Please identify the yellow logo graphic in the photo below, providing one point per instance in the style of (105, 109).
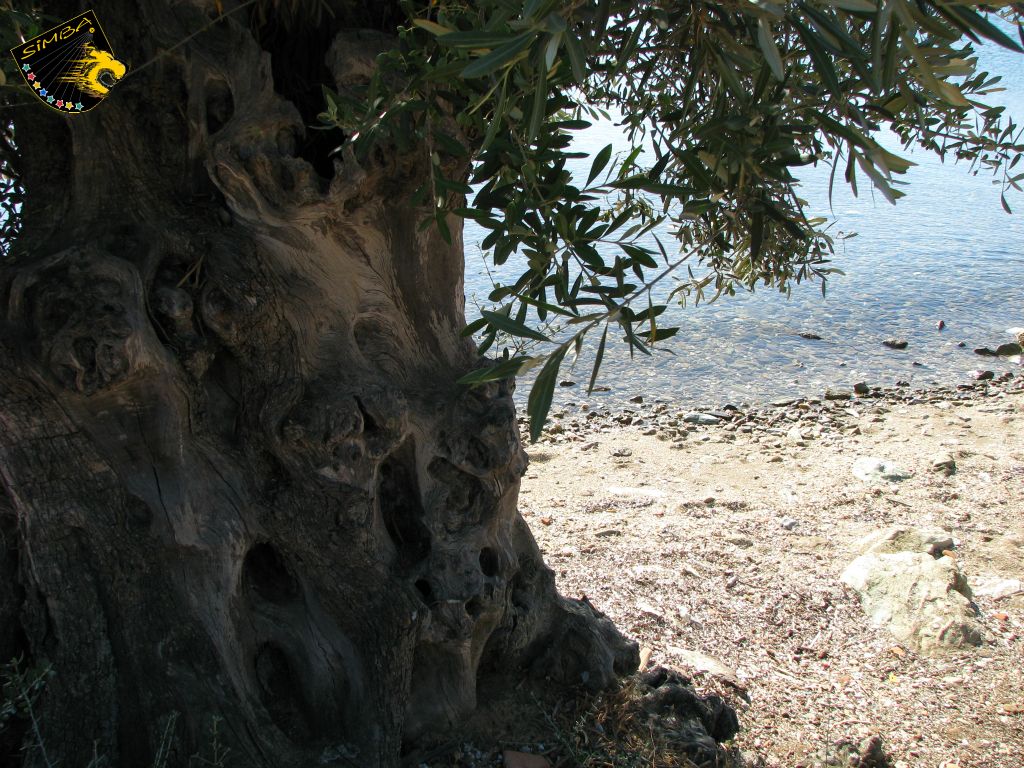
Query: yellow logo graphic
(95, 74)
(72, 67)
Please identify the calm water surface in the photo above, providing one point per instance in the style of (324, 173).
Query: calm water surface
(947, 251)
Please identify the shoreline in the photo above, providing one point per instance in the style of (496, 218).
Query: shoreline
(675, 421)
(726, 541)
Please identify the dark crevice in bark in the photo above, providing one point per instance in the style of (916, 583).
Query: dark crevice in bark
(298, 64)
(398, 496)
(266, 574)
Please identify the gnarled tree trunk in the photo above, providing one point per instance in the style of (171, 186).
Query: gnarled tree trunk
(240, 477)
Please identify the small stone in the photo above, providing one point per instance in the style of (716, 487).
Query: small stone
(1011, 347)
(838, 394)
(645, 653)
(943, 463)
(797, 435)
(701, 419)
(871, 469)
(739, 541)
(511, 759)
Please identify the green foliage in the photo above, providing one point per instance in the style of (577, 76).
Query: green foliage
(727, 98)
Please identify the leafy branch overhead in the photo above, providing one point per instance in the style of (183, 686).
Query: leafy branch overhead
(721, 102)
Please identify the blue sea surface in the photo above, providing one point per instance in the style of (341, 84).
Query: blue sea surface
(946, 252)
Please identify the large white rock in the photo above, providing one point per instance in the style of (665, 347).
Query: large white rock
(924, 601)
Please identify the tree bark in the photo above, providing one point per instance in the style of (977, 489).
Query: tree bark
(241, 481)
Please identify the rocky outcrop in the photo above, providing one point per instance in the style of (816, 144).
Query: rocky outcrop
(909, 587)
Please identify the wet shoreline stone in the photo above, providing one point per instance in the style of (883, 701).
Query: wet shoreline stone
(793, 421)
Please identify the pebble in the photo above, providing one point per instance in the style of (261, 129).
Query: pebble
(943, 463)
(871, 469)
(701, 419)
(838, 394)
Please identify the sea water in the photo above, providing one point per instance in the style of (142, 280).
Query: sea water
(945, 252)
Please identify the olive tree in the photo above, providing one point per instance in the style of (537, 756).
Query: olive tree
(255, 466)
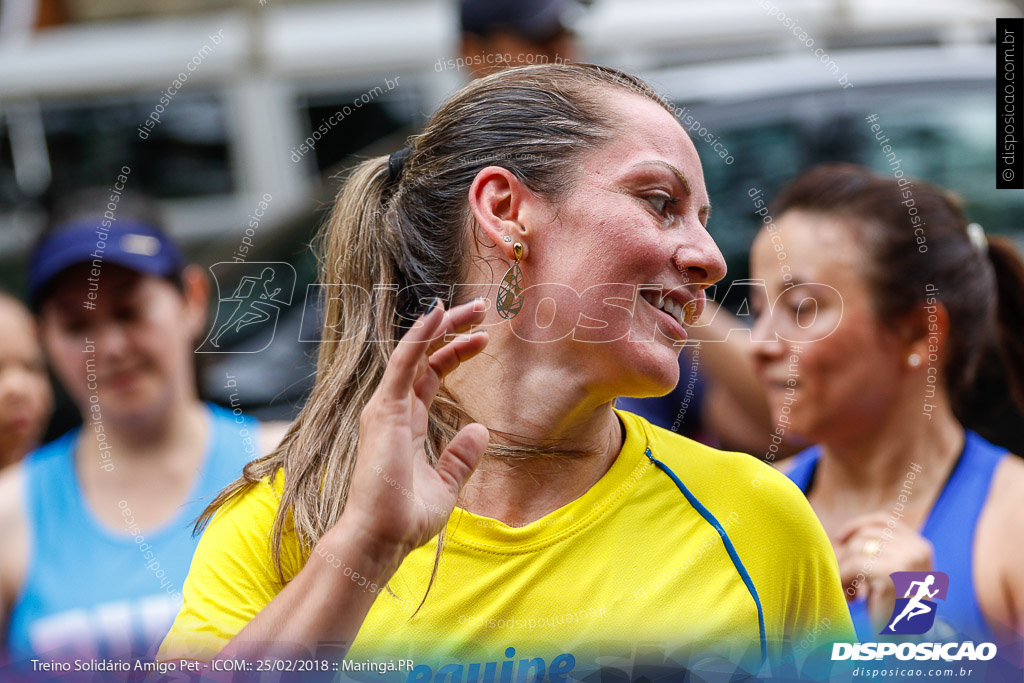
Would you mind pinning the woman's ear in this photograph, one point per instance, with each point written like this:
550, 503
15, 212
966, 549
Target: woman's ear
928, 332
196, 291
500, 202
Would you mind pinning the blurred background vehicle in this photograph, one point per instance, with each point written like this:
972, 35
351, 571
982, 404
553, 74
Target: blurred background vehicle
79, 79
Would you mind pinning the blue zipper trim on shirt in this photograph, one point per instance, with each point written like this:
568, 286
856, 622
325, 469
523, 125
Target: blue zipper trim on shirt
729, 548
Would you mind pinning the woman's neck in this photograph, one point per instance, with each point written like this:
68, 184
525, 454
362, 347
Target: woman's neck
543, 403
869, 472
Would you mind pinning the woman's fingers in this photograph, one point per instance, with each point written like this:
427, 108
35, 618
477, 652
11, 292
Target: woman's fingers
401, 369
461, 457
431, 332
457, 321
462, 348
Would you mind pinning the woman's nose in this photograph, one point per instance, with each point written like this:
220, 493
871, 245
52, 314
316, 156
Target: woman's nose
700, 259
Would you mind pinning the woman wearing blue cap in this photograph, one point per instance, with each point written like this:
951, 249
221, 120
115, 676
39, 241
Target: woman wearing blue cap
97, 524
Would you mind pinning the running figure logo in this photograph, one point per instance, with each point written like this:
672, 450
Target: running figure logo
914, 612
257, 293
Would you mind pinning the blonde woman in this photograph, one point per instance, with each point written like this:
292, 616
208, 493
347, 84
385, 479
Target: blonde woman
459, 491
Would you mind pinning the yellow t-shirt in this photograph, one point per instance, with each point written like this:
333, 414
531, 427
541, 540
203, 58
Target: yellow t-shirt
632, 573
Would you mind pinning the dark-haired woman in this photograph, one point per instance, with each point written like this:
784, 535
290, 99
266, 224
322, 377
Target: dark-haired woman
580, 530
97, 524
909, 297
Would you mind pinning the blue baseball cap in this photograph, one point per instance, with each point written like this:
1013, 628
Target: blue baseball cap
138, 246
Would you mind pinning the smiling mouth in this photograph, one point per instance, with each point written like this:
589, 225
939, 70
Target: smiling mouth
684, 314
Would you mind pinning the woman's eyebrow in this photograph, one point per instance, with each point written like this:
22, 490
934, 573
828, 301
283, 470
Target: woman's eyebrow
676, 171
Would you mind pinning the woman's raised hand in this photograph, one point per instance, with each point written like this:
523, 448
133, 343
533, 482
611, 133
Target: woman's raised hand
397, 501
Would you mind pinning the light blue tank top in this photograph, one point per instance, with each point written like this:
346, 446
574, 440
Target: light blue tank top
96, 592
950, 528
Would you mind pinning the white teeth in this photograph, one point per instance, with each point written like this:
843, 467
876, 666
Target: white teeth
668, 305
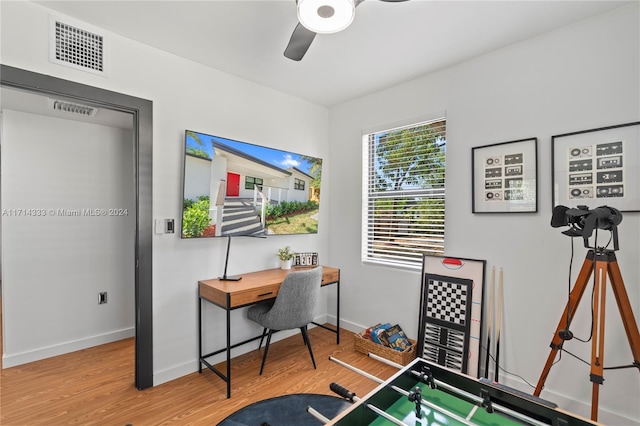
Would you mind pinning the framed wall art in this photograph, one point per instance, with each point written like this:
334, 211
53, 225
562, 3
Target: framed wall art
504, 177
597, 167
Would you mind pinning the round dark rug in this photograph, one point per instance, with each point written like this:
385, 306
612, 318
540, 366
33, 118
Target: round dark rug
287, 410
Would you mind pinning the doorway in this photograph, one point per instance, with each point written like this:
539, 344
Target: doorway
233, 184
141, 113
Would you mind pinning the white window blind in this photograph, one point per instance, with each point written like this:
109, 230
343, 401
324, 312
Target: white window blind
404, 194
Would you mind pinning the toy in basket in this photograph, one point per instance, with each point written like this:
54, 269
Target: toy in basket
387, 341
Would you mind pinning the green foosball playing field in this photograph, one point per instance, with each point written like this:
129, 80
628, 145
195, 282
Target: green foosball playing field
446, 397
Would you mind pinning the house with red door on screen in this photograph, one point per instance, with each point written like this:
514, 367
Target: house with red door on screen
238, 187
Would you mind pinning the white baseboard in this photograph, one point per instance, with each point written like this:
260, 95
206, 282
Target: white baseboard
11, 360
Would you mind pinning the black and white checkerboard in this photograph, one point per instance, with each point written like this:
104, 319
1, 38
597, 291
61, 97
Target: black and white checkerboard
447, 317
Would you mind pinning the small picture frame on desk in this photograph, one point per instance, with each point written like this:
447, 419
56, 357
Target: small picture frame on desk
305, 259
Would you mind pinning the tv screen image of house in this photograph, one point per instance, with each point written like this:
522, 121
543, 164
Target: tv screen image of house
234, 188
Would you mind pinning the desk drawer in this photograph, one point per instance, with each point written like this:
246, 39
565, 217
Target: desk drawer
254, 295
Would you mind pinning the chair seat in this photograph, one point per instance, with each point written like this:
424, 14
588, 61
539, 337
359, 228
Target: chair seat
257, 313
294, 307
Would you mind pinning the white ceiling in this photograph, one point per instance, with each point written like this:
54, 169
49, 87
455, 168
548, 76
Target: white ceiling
387, 44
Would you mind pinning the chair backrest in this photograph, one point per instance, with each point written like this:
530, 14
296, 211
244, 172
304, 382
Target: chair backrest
297, 300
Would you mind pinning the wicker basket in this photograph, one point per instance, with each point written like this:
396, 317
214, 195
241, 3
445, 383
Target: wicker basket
367, 346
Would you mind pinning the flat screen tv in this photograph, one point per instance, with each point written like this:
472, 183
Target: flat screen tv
234, 188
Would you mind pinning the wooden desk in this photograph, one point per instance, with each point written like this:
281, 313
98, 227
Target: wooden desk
253, 288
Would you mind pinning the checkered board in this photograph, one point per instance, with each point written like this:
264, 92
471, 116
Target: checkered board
447, 320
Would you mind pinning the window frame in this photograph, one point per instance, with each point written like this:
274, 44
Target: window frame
250, 185
428, 237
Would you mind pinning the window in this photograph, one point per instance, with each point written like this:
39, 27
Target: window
404, 193
250, 182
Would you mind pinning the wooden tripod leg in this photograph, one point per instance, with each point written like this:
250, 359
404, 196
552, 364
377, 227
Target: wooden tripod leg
567, 316
597, 333
624, 306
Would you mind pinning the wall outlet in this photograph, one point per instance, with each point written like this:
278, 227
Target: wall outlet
169, 226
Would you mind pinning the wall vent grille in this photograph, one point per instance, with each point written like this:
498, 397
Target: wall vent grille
73, 108
77, 47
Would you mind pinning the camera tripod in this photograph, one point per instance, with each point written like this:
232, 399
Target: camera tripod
605, 265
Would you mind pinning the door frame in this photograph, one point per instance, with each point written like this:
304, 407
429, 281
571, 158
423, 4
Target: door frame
142, 112
228, 194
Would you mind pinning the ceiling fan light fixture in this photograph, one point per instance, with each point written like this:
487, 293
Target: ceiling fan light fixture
326, 16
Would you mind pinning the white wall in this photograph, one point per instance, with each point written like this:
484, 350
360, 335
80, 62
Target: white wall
58, 257
181, 92
580, 77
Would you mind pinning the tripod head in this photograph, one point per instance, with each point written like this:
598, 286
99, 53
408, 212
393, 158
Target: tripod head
582, 222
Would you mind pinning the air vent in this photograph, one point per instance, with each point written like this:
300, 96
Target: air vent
73, 108
77, 48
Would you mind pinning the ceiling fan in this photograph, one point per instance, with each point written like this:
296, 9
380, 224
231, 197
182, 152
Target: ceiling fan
320, 17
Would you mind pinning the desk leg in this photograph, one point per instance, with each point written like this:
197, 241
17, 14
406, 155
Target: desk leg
199, 335
228, 346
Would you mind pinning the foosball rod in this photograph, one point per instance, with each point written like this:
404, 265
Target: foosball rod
464, 394
347, 394
403, 392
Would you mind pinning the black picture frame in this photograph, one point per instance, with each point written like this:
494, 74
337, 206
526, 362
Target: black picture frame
597, 167
504, 177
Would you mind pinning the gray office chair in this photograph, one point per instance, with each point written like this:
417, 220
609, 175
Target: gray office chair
294, 307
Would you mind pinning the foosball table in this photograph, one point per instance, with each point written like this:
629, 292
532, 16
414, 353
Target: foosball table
423, 393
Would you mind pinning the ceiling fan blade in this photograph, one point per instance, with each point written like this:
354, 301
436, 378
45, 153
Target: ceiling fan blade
299, 43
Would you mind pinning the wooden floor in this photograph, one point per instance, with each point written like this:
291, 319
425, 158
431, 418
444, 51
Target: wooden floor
95, 386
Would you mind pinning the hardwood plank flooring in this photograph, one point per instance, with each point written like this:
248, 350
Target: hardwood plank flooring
95, 386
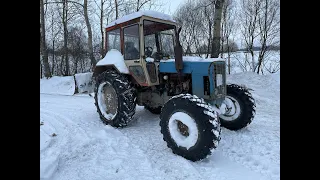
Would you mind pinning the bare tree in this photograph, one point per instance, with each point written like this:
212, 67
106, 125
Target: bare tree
228, 29
85, 9
249, 15
43, 45
215, 48
269, 27
117, 7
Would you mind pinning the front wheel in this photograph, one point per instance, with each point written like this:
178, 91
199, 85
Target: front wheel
190, 127
240, 109
114, 98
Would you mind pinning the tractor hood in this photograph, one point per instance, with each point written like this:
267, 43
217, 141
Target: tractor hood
191, 64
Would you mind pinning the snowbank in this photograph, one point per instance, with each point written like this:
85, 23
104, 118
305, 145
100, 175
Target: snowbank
195, 59
58, 85
83, 82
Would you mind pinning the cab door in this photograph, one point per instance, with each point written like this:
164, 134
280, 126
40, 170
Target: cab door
133, 53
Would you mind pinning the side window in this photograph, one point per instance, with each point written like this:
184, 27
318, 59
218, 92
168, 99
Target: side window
114, 40
131, 42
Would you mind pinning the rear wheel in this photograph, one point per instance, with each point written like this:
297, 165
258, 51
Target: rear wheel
240, 109
190, 127
114, 98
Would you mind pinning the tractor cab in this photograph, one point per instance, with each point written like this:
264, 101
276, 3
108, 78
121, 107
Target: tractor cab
144, 39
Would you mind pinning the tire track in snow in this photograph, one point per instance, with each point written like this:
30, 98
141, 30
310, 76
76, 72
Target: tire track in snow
95, 151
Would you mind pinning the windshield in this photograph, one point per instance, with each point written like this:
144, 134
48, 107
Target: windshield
158, 40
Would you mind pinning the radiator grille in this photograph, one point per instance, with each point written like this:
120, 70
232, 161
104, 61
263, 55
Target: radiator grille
219, 79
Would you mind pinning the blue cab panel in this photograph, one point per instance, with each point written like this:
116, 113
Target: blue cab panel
197, 70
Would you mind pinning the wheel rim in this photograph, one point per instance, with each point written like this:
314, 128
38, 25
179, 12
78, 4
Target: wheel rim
183, 129
107, 100
233, 109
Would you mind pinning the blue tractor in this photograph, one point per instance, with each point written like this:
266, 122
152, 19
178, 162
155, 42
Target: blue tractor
144, 66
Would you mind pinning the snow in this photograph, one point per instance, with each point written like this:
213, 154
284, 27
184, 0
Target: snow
85, 148
181, 140
148, 59
138, 14
58, 85
102, 104
83, 82
195, 59
114, 57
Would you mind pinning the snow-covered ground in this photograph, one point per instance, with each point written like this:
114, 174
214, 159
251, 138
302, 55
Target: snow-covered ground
75, 144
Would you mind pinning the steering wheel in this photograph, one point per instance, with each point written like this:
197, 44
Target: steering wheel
148, 50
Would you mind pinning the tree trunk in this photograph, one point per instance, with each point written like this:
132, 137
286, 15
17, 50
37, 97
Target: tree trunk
116, 4
85, 8
65, 36
44, 50
138, 2
228, 50
40, 70
215, 48
102, 30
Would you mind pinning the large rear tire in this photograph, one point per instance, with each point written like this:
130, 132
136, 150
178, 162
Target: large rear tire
241, 110
190, 127
114, 98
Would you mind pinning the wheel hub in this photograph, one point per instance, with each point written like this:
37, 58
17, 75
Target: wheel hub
183, 129
110, 98
232, 110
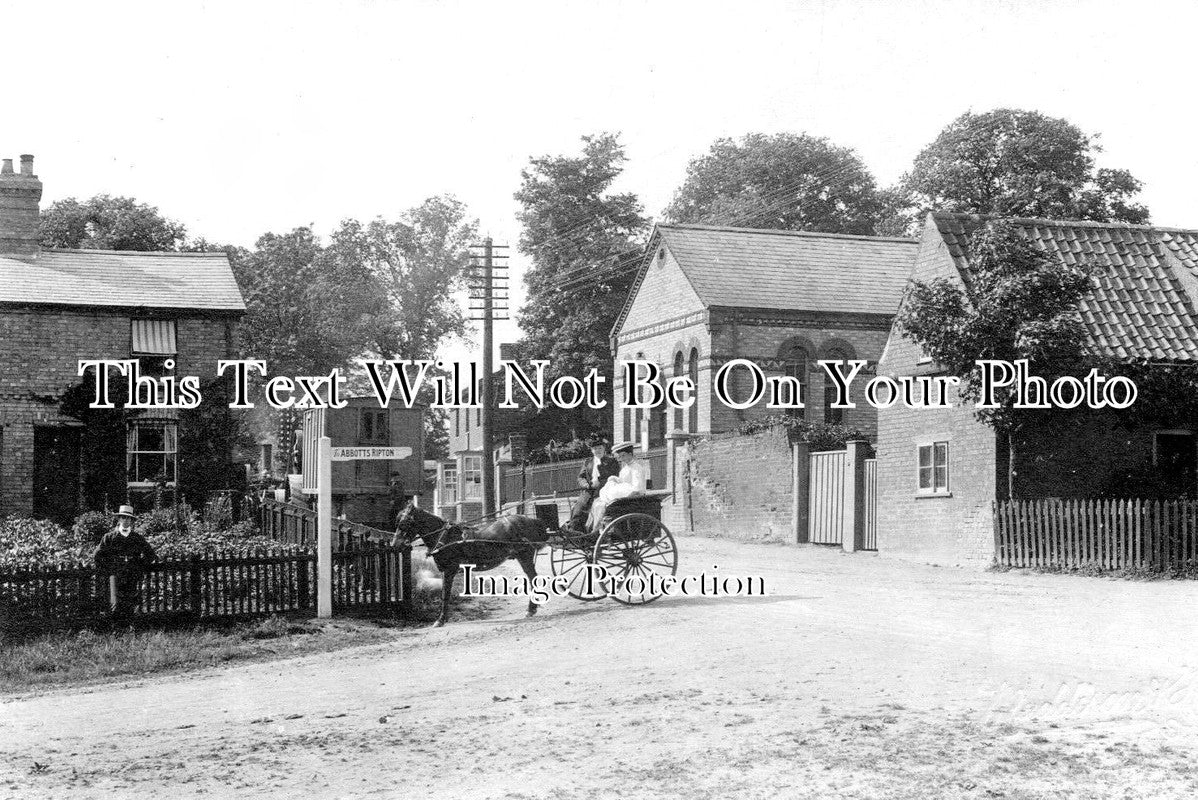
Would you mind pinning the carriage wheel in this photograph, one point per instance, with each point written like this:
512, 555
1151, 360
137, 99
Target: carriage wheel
635, 549
572, 563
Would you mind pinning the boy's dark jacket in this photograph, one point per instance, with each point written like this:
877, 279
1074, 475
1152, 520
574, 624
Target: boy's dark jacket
607, 467
118, 553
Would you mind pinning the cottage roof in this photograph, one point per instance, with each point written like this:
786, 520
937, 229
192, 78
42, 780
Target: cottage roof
122, 278
1142, 304
786, 270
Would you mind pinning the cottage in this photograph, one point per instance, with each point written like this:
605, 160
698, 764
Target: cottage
175, 313
939, 470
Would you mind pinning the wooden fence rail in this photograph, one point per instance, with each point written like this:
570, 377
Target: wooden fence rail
209, 586
295, 525
1103, 534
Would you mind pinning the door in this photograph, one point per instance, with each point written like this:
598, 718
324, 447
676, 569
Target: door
56, 473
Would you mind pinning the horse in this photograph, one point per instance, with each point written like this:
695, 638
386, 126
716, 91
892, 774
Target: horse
507, 537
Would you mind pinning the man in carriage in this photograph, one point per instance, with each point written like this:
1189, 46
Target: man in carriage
592, 477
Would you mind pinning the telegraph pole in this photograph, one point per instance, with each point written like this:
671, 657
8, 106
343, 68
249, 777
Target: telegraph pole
489, 290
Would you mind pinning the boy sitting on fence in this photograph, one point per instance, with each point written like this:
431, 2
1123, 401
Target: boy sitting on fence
125, 555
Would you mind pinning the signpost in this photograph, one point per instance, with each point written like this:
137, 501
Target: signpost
•••••
▶ _YOUR TASK_:
Only the lines containing "signpost" are needed; pull them out of the listing.

▶ _COMPLETED TASK_:
Would you mind pinning the signpost in this photograph, one point per instance, with each point written like this:
Target: signpost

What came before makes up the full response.